### EINGABEDATEN

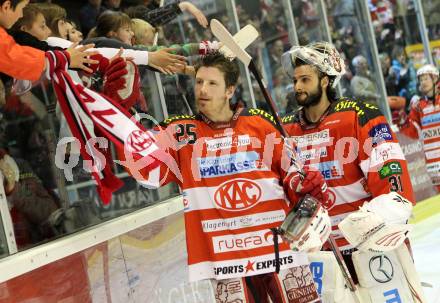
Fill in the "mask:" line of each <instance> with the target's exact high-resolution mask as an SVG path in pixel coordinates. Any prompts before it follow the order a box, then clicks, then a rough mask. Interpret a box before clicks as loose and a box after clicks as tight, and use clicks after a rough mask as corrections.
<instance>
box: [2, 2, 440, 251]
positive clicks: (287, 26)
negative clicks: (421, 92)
mask: <svg viewBox="0 0 440 303" xmlns="http://www.w3.org/2000/svg"><path fill="white" fill-rule="evenodd" d="M31 2H37V1H31ZM54 2H55V1H54ZM57 3H58V2H57ZM201 3H203V1H201ZM206 3H207V5H206V7H203V8H202V7H196V6H195V5H193V4H191V3H190V2H187V1H183V2H168V1H166V2H165V6H164V7H162V8H160V7H159V5H158V3H157V2H156V1H149V0H122V1H121V0H104V1H101V0H88V1H87V3H84V5H83V6H82V7H81V9H80V10H79V14H76V13H77V12H75V14H70V11H69V13H68V12H67V11H66V10H65V9H64V8H63V7H62V5H61V6H59V5H55V4H50V3H49V4H48V3H37V4H32V5H31V6H29V8H28V10H27V14H25V15H24V17H23V19H22V20H21V22H18V23H17V24H16V25H15V26H14V28H13V29H12V30H11V33H12V35H13V36H14V38H15V39H16V41H17V42H23V43H30V41H31V40H32V43H37V44H38V45H39V46H40V47H47V46H46V45H45V44H44V43H45V42H44V41H45V40H47V39H48V37H59V38H63V39H67V40H70V41H72V42H80V41H83V40H85V41H89V42H93V43H95V44H97V45H99V43H104V42H105V43H109V42H108V41H102V40H100V39H99V38H100V37H107V38H111V39H113V40H116V41H118V43H119V44H112V45H113V46H115V47H118V46H123V47H124V48H134V49H138V50H152V49H154V48H151V47H152V45H153V43H154V37H155V34H156V33H159V40H158V45H162V46H170V45H175V44H178V45H177V46H175V47H176V49H179V48H180V50H181V53H182V54H183V55H185V56H186V57H188V61H189V63H191V62H192V56H194V55H197V53H198V46H199V43H200V42H201V41H202V40H210V41H212V40H214V37H213V36H212V34H211V32H210V31H209V29H208V28H207V25H208V24H207V20H209V19H212V18H216V19H219V20H220V21H221V22H222V23H223V24H224V25H225V26H226V27H227V28H228V29H229V30H230V31H231V32H235V31H236V30H237V28H236V26H235V24H234V21H233V17H232V15H231V12H230V11H229V10H228V8H227V4H226V3H225V1H220V0H213V1H206ZM324 3H325V5H326V7H325V8H323V7H320V5H321V2H320V1H317V0H301V1H291V5H292V11H293V16H294V19H295V26H296V33H297V38H298V41H299V44H300V45H304V44H307V43H309V42H312V41H318V40H328V38H330V39H331V40H332V42H333V43H334V44H335V45H336V47H337V49H338V50H339V51H341V53H342V54H343V55H344V56H345V60H346V74H345V76H344V77H343V79H342V81H341V88H342V94H343V95H344V96H348V97H351V96H353V97H357V98H360V99H363V100H366V101H370V102H378V100H379V98H380V94H379V93H378V92H379V90H378V82H377V78H378V72H379V71H376V70H374V68H373V66H374V65H373V64H372V62H373V56H372V54H371V53H369V51H368V49H369V48H368V47H365V45H366V44H368V43H369V41H367V34H366V30H367V28H366V20H364V19H365V18H364V17H363V16H362V14H361V8H360V7H359V2H358V1H354V0H326V1H324ZM422 3H423V6H424V10H425V16H426V18H425V19H426V25H427V28H428V32H429V38H430V40H431V41H434V40H438V39H440V16H439V14H440V0H424V1H422ZM236 5H237V7H236V8H237V13H238V19H239V20H238V21H239V25H240V27H243V26H245V25H246V24H252V25H253V26H255V28H256V29H257V31H258V32H259V33H260V38H259V39H258V40H257V41H255V42H254V43H253V44H252V45H251V46H250V47H249V48H248V49H247V50H248V52H249V53H250V55H251V56H252V57H253V58H257V59H258V60H257V61H258V64H259V66H260V68H261V70H262V73H263V75H264V77H265V79H267V81H268V85H269V89H270V91H271V93H272V96H273V98H274V99H275V100H276V102H277V103H278V106H279V108H280V111H281V112H282V113H287V112H290V111H293V110H295V109H296V108H297V105H296V102H295V95H294V92H293V85H292V81H291V79H289V78H288V76H287V75H286V74H285V73H284V71H283V69H282V65H281V55H282V54H283V53H284V52H285V51H286V50H288V49H289V47H290V42H289V26H291V25H289V23H288V22H287V20H288V16H287V15H286V10H285V7H284V6H283V2H282V1H271V0H260V1H246V0H237V1H236ZM369 10H370V14H371V18H372V20H373V26H374V33H375V39H376V43H377V47H378V51H379V59H380V62H381V68H382V73H383V75H384V79H385V84H386V90H387V94H388V95H389V96H401V97H404V98H405V99H406V101H407V104H408V105H409V101H410V99H411V97H412V96H413V95H415V94H416V93H417V78H416V66H415V65H414V62H413V60H412V59H413V58H412V57H411V54H409V53H408V51H407V46H409V45H413V44H417V43H421V37H420V36H419V31H418V30H415V29H416V28H418V25H417V18H416V15H415V7H414V4H413V2H412V1H411V0H402V1H397V0H394V1H393V0H370V1H369ZM324 11H325V12H326V14H327V22H328V24H329V27H330V33H329V35H330V37H327V36H326V35H327V34H326V31H325V26H324V24H323V22H324V21H323V20H324V18H323V16H322V14H323V12H324ZM182 13H187V14H184V15H182ZM181 15H182V17H181V18H178V17H179V16H181ZM205 15H206V17H205ZM29 34H30V35H29ZM105 43H104V44H103V46H105ZM112 43H115V42H112ZM107 46H108V45H107ZM140 69H141V75H142V79H141V91H142V94H141V98H140V101H139V102H137V103H136V104H134V105H133V108H134V110H135V112H137V113H148V114H150V115H151V116H153V117H155V118H156V119H157V120H161V119H162V118H163V116H161V114H162V111H163V105H161V104H159V93H160V92H159V91H157V89H156V85H155V84H154V85H151V84H152V83H156V78H155V74H154V73H153V72H154V70H153V71H152V70H151V69H149V68H145V67H141V68H140ZM161 77H162V85H163V88H164V91H163V92H164V94H165V102H166V108H167V111H168V114H169V115H173V114H190V113H193V112H195V111H196V108H195V105H194V98H193V93H192V78H191V77H188V76H186V75H172V76H166V75H164V74H162V75H161ZM2 80H3V82H4V83H5V86H6V92H7V93H6V97H5V98H2V96H1V95H0V101H2V102H3V108H2V115H3V119H2V120H1V125H0V127H1V129H2V131H1V132H0V134H1V136H2V137H1V140H2V147H3V148H5V149H8V151H9V153H10V154H11V155H12V156H13V157H14V159H15V160H16V162H17V163H18V165H19V168H20V171H21V172H22V175H21V176H20V182H21V183H22V187H21V188H22V190H19V191H17V192H16V193H14V195H13V196H11V197H10V198H9V202H10V204H11V205H13V206H14V207H13V218H14V221H15V222H16V224H15V229H16V234H17V237H18V238H19V240H18V241H17V242H18V244H19V245H22V247H25V246H27V245H32V244H35V243H38V242H40V241H43V240H45V239H48V238H50V237H53V236H56V235H59V232H60V231H57V228H59V229H61V227H59V226H58V224H59V223H60V221H61V217H62V216H64V217H66V216H69V214H66V213H62V212H60V211H59V209H61V208H62V205H63V203H65V202H66V201H62V198H60V195H59V193H57V187H58V186H59V184H58V182H59V180H60V176H58V175H56V173H55V172H56V169H55V170H54V169H53V163H51V160H50V159H53V158H54V152H55V150H54V147H55V146H56V138H58V136H59V135H60V133H59V132H60V128H61V129H62V125H60V124H62V121H60V119H59V116H57V110H56V107H55V103H56V100H54V96H53V93H52V92H51V88H50V85H49V84H48V83H47V81H46V82H45V81H41V82H40V83H39V85H37V86H34V88H33V89H32V90H30V91H27V92H26V93H24V94H20V93H18V92H19V91H20V86H19V84H17V83H14V82H13V81H12V79H2ZM101 80H102V79H101ZM101 80H100V79H94V83H92V85H94V86H96V87H99V85H101V84H102V83H100V81H101ZM0 83H1V82H0ZM250 85H251V87H248V83H247V81H246V79H245V78H244V77H243V76H242V77H241V79H240V86H239V89H238V92H237V93H236V96H235V98H236V99H238V100H242V101H245V102H246V103H247V104H248V105H249V106H250V105H251V104H250V102H251V101H250V100H251V98H250V95H249V93H250V90H252V91H253V93H254V96H255V100H256V105H257V107H260V108H263V109H267V107H266V105H265V102H264V98H263V96H262V94H261V92H260V90H259V89H258V87H257V83H256V81H254V80H253V79H251V81H250ZM238 100H237V101H238ZM61 178H62V176H61ZM89 179H90V177H89V176H88V174H85V173H83V170H82V169H81V167H78V168H75V174H74V182H72V183H71V184H75V183H78V182H82V181H88V180H89ZM30 198H32V203H33V206H32V207H29V205H30V203H31V202H29V201H30V200H29V199H30ZM26 199H27V200H26ZM64 199H66V197H64ZM28 200H29V201H28ZM38 201H41V203H39V202H38ZM89 204H90V203H89ZM78 224H79V223H78ZM30 226H31V227H30ZM32 226H33V227H32ZM29 231H32V233H29ZM61 232H62V231H61Z"/></svg>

### AUFGABE
Filtere die Daten oben so, dass nur die Zeilen übrig bleiben, die die Zeichenfolge „clicks“ enthalten, und achte dabei auf Groß- und Kleinschreibung.

### ERGEBNIS
Fill in the "mask:" line of each <instance> with the target's exact high-resolution mask as an SVG path in pixel coordinates. Any prompts before it follow the order a box, then clicks, then a rough mask. Interpret a box before clicks as loose and a box after clicks as tight, and use clicks after a rough mask as corrections.
positive clicks: (287, 26)
negative clicks: (421, 92)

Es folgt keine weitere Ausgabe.